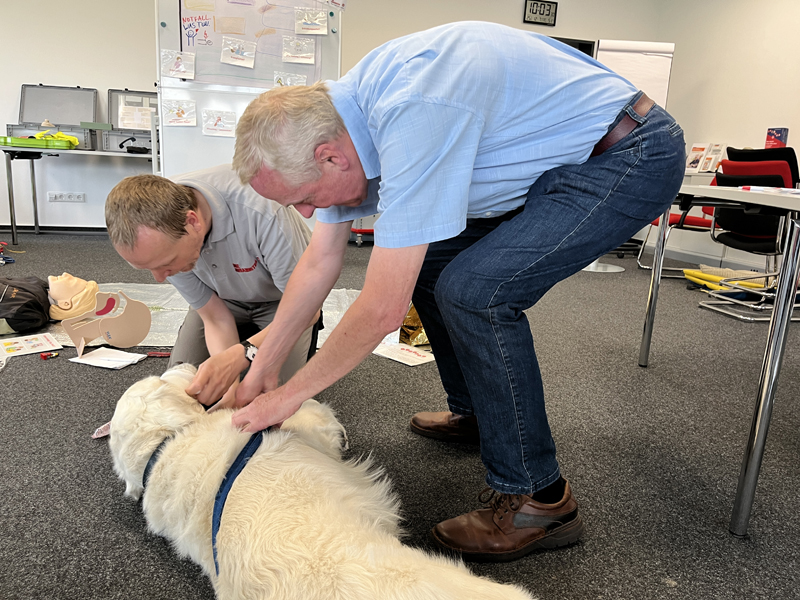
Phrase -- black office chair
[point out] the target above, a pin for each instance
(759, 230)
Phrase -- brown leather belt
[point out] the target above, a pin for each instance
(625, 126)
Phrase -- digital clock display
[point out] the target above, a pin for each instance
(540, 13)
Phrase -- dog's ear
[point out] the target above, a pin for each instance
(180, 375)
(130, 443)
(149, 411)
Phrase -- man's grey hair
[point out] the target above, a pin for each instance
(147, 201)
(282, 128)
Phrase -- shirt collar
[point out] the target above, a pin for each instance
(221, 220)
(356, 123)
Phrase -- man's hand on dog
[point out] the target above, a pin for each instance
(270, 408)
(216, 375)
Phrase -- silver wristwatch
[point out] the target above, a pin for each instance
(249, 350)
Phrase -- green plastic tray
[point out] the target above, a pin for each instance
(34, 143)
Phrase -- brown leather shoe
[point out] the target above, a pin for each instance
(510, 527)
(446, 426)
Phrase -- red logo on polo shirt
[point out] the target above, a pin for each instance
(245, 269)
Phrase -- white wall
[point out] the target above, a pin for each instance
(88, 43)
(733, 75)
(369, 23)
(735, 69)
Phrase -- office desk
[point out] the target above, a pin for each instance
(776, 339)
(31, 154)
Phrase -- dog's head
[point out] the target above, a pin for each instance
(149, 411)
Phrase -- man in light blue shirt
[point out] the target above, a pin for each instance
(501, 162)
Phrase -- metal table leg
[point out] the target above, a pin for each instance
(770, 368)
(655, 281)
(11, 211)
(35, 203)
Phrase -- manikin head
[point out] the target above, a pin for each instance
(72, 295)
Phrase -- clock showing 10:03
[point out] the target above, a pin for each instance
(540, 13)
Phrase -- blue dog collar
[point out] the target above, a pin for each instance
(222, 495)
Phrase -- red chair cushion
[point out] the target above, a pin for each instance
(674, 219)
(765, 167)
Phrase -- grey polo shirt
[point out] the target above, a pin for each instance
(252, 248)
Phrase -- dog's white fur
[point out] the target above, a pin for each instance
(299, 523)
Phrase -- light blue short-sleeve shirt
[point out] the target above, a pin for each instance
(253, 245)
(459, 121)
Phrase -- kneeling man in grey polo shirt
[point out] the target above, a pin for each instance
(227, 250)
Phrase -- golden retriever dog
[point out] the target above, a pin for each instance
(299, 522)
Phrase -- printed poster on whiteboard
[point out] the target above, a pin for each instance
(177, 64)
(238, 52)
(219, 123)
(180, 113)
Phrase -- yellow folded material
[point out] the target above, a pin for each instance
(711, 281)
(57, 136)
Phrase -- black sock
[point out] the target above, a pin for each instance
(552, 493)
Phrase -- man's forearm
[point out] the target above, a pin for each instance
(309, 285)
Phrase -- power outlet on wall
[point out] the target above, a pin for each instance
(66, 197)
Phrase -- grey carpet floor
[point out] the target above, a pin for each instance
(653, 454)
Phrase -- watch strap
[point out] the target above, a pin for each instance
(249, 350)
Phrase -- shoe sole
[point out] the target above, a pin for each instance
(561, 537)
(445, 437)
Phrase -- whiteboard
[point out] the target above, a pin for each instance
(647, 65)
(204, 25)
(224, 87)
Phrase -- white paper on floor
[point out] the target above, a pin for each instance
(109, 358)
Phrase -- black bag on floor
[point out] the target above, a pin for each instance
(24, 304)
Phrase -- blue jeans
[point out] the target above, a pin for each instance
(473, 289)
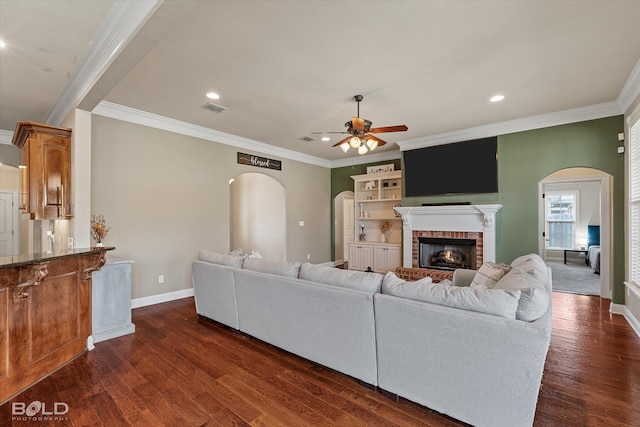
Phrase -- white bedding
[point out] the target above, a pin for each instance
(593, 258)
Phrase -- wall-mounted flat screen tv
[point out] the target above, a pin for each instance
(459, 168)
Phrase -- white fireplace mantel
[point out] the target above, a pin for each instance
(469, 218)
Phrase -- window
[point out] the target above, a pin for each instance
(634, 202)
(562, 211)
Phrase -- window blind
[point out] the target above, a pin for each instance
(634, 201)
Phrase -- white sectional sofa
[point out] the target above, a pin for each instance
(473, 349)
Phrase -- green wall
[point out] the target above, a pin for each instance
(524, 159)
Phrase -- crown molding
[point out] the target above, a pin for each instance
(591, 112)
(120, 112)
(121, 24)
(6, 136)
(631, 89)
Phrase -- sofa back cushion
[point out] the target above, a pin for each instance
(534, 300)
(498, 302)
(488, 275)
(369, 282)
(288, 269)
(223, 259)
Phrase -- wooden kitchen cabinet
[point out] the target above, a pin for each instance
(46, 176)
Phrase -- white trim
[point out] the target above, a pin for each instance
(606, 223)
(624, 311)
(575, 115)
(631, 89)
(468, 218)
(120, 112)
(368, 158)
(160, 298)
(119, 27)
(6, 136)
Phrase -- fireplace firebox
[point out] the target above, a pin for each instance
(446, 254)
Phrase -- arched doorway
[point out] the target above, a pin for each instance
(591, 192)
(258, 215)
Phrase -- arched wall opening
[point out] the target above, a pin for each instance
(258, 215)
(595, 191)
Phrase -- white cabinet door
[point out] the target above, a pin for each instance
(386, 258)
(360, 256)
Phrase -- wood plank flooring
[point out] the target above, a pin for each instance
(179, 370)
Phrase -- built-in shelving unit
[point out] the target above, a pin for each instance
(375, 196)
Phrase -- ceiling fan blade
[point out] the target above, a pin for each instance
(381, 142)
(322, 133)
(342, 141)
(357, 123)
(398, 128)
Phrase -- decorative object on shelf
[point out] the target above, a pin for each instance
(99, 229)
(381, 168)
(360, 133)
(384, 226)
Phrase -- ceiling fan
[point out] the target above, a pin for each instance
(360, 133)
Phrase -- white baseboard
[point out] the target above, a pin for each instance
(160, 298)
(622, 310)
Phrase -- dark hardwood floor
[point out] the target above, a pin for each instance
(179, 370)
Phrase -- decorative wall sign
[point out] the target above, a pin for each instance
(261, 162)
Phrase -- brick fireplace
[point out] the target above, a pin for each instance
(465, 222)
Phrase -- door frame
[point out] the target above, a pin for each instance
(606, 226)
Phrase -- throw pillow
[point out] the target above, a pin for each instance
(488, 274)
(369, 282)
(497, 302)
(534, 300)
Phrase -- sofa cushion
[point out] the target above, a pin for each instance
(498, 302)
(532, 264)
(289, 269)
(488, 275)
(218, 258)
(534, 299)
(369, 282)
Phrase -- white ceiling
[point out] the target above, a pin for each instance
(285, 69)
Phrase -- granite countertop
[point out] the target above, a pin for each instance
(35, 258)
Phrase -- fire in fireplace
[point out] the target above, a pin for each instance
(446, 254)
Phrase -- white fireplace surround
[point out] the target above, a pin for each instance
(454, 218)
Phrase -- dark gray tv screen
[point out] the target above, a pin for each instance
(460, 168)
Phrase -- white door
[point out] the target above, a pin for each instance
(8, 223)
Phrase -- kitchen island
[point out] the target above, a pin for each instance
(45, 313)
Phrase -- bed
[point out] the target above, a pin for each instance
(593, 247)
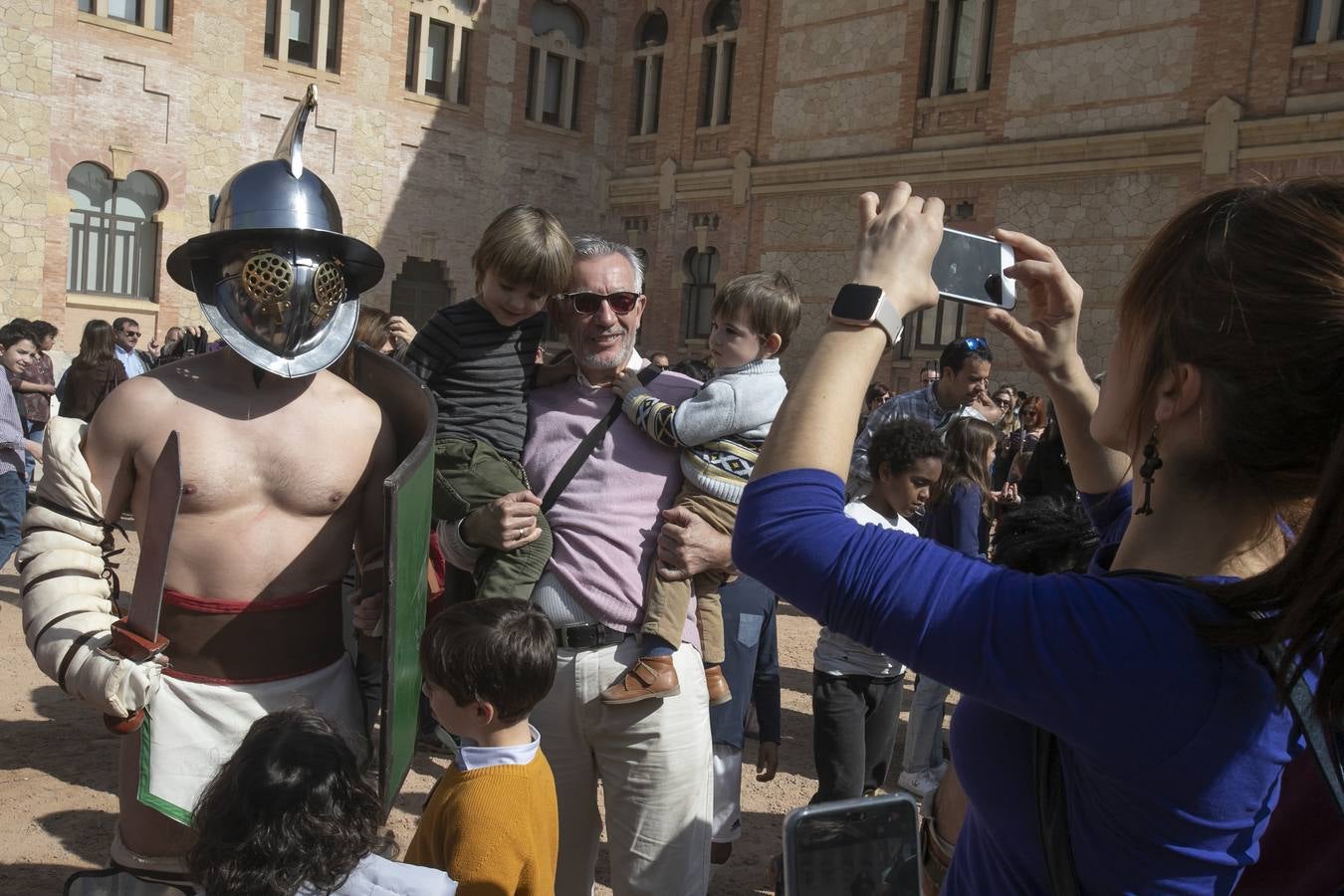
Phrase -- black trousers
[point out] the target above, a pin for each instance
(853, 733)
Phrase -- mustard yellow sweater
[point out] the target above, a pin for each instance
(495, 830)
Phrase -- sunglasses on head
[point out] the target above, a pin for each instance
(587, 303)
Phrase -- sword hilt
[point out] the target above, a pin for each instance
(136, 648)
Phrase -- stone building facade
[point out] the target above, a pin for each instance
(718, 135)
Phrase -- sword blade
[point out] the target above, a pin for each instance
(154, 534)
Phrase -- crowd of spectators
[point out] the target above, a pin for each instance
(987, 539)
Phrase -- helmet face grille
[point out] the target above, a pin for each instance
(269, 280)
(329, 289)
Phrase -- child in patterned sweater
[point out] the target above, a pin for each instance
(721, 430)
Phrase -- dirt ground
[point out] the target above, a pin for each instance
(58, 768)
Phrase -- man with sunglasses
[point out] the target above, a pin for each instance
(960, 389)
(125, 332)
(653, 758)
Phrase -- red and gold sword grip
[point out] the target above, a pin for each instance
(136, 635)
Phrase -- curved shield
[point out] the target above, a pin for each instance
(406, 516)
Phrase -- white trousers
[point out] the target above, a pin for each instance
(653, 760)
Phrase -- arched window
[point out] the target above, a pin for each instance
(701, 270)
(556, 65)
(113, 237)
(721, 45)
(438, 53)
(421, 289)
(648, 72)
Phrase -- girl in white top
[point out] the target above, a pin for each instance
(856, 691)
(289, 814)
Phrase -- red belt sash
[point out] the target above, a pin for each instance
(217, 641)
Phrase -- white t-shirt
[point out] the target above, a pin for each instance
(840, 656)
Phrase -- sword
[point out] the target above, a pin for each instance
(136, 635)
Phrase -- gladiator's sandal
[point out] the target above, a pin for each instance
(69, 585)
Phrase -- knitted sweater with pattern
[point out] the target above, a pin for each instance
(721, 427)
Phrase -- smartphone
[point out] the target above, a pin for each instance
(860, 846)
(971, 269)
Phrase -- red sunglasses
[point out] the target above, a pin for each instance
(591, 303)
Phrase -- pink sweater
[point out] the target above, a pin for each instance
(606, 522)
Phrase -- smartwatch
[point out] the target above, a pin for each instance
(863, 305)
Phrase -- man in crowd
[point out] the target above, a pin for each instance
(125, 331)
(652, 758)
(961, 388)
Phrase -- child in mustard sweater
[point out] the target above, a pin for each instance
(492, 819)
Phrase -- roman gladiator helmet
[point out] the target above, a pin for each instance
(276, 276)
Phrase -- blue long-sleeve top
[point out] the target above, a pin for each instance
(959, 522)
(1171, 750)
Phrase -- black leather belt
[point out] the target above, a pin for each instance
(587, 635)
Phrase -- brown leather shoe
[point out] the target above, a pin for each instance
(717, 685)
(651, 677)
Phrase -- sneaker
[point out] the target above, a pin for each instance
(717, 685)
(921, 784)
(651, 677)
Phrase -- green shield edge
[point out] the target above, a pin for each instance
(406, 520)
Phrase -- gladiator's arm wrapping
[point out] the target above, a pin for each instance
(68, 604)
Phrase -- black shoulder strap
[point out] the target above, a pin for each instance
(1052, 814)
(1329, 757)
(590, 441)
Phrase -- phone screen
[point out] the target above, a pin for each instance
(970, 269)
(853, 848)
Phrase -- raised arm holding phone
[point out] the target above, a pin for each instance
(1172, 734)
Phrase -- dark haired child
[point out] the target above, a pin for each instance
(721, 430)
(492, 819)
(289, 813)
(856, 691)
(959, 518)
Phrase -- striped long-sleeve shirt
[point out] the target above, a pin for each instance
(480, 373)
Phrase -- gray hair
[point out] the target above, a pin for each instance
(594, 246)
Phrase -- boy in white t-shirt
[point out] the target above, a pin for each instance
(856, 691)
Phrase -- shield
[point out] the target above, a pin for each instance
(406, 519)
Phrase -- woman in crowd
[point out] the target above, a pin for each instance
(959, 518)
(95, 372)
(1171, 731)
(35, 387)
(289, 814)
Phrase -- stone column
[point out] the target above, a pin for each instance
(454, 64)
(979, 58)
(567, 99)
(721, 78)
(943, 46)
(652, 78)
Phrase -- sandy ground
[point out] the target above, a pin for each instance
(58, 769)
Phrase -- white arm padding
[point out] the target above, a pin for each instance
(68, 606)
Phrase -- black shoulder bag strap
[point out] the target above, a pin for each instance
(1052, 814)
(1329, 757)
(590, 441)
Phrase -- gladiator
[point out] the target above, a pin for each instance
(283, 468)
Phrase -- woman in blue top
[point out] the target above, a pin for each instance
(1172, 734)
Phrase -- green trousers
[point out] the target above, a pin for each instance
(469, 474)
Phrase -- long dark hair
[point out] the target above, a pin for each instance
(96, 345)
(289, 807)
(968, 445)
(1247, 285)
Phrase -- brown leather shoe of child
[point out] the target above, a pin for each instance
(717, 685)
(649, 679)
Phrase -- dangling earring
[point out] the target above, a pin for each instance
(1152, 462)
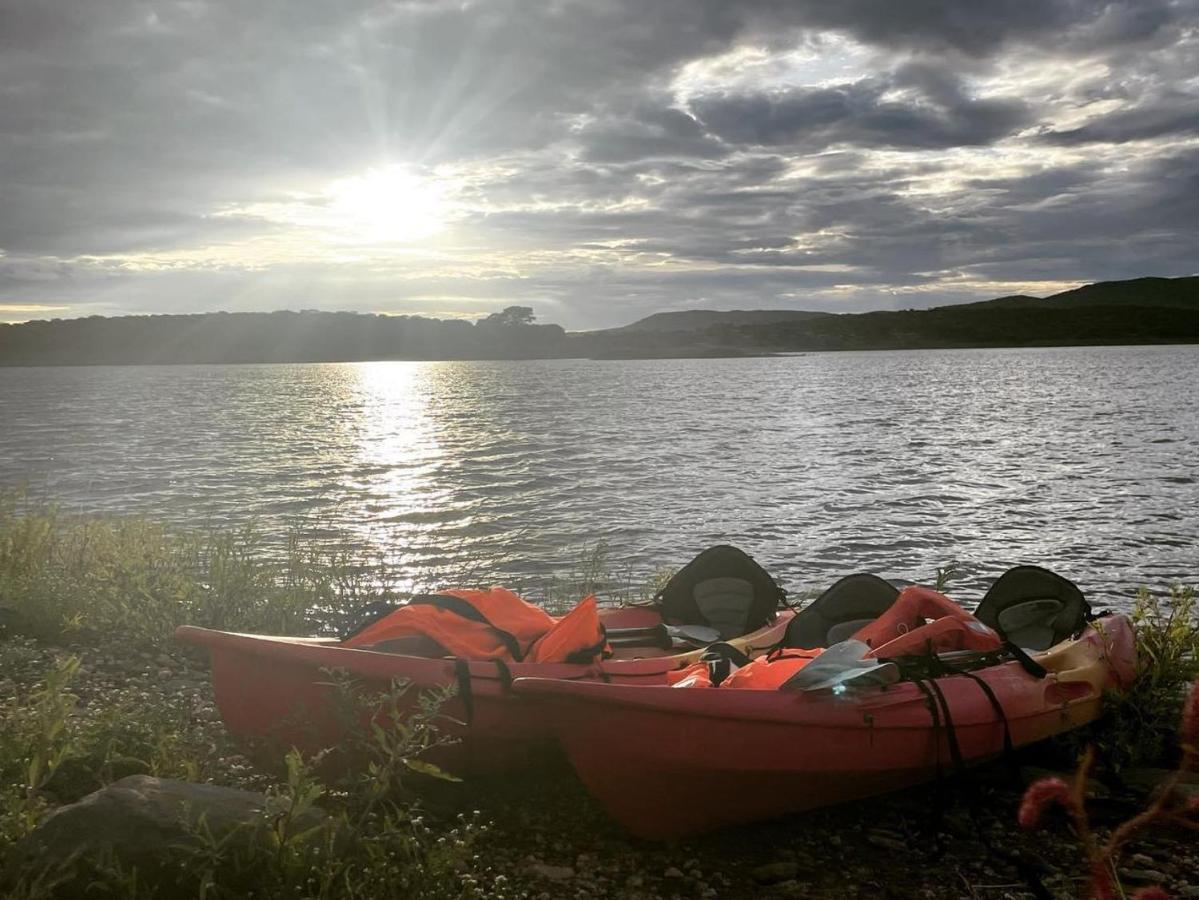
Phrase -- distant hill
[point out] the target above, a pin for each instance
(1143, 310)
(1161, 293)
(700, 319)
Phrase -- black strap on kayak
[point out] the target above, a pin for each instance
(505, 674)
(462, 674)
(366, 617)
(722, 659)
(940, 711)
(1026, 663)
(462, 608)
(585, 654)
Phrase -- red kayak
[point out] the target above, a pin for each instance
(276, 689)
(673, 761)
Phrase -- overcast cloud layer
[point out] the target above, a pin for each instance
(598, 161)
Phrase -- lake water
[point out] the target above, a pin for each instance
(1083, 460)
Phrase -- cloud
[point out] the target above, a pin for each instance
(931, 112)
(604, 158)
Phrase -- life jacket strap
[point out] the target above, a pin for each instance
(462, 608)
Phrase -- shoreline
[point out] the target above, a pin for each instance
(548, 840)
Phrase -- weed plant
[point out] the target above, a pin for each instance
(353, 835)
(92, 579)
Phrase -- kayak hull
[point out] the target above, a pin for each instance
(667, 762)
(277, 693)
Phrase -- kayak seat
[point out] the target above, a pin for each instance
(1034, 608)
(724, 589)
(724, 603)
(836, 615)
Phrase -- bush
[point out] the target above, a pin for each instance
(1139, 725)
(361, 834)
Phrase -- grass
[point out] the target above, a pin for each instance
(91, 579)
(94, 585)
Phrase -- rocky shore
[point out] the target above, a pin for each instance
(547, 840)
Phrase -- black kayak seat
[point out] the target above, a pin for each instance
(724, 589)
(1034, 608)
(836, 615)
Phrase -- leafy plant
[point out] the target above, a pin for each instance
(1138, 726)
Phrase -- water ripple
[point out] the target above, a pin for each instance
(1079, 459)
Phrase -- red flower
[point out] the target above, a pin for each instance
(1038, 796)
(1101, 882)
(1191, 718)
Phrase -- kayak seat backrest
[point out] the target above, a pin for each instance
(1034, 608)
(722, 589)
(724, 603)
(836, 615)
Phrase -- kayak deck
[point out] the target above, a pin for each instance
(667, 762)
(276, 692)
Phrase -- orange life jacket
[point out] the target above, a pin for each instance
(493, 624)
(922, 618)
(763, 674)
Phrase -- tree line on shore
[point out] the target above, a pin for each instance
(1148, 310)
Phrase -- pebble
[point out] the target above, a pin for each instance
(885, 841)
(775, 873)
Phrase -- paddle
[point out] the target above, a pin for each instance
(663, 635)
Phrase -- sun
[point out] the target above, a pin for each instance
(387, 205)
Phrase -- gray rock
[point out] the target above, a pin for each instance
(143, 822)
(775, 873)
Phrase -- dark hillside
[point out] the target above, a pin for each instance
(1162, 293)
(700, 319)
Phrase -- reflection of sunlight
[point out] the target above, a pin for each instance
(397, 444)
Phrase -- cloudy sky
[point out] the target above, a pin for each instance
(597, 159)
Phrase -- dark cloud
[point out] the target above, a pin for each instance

++++

## Task description
Please print again, unchanged, the lines from the one with "Phrase -- black kayak seat" up to and including the one with "(1191, 718)".

## The output
Phrase -- black kayak seat
[point out] the target above, a pin for each instance
(724, 589)
(1034, 608)
(836, 615)
Phrase -- leafy plant
[point out] the target above, a pin for each instance
(1138, 726)
Phrase -- water ripple
[point out] the target above, a pin for each instance
(1079, 459)
Phrase -- red flower
[point out] the target above, a pin for each instance
(1038, 796)
(1101, 882)
(1191, 718)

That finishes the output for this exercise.